→ EXERCISE INSTRUCTIONS:
Can you extract every line of the records below, word for word, while leaving out the pictures?

[Dataset rows showing where objects appear]
======
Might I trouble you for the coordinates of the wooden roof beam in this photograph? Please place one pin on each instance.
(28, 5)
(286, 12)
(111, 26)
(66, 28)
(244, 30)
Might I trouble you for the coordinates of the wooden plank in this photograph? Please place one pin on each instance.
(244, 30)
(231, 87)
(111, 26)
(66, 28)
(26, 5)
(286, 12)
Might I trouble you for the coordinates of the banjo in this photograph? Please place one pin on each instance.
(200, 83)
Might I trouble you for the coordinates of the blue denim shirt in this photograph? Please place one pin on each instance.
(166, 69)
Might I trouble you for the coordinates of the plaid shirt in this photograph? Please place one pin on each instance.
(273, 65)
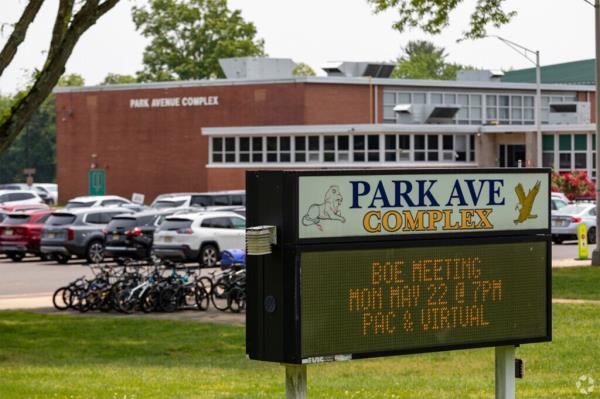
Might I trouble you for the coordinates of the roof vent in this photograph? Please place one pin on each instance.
(359, 69)
(479, 75)
(257, 67)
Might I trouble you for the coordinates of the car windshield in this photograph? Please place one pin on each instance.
(573, 209)
(60, 219)
(120, 223)
(16, 219)
(175, 224)
(168, 204)
(79, 204)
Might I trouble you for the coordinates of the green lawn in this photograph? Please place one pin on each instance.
(59, 356)
(576, 282)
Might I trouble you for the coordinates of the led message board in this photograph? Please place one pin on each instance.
(412, 299)
(383, 262)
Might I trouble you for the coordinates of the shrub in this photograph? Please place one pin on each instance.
(574, 185)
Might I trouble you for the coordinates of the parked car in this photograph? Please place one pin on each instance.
(42, 192)
(23, 207)
(51, 188)
(201, 200)
(556, 204)
(13, 197)
(97, 200)
(78, 232)
(20, 233)
(131, 236)
(565, 222)
(199, 236)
======
→ TASK RESPONSE:
Might I trouble you for the coordinates of the wooden roof beam in this photograph? Please place one pin on each instance.
(28, 5)
(286, 12)
(111, 26)
(66, 28)
(244, 30)
Might I trouble you for the coordinates of the wooden plank in this photograph? Please place one pin on each instance.
(244, 30)
(231, 87)
(111, 26)
(66, 28)
(26, 5)
(286, 12)
Might I trouble you for the coordinates of the banjo in this photograph? Please place one pin on each instance.
(200, 83)
Might I trouble you for the coordinates of the blue denim shirt in this photograph? Please place one pin on each instance.
(166, 69)
Might I trouble you for the coordinates of the plaid shirt in this photograph? Please place one pin on each instance.
(273, 65)
Might I trouble you for the coordinates of the roof vent in this photograph? Please place one pin on each instance.
(359, 69)
(479, 75)
(257, 67)
Might I trouble you for the coordinates of the car windshield in this photograph? Please place one pin on each instance.
(573, 209)
(60, 219)
(120, 223)
(16, 219)
(175, 224)
(168, 204)
(79, 204)
Might I trouble you for the coordinates of the green lawn in this photograph? Please place one pin on each instance.
(59, 356)
(576, 282)
Might I trouble you for the coordinates of the led message board in this photograph? Please place one pin on each instance.
(412, 299)
(383, 262)
Might I trouble you for the coordinates of the shrub in this photograph? Please place one pin on each instance.
(574, 185)
Might I trouble you for the coordinates of the parked car in this photograph? Please place one pin on each instance.
(42, 192)
(23, 207)
(51, 188)
(201, 200)
(556, 204)
(13, 197)
(97, 200)
(78, 232)
(20, 233)
(131, 236)
(565, 222)
(199, 236)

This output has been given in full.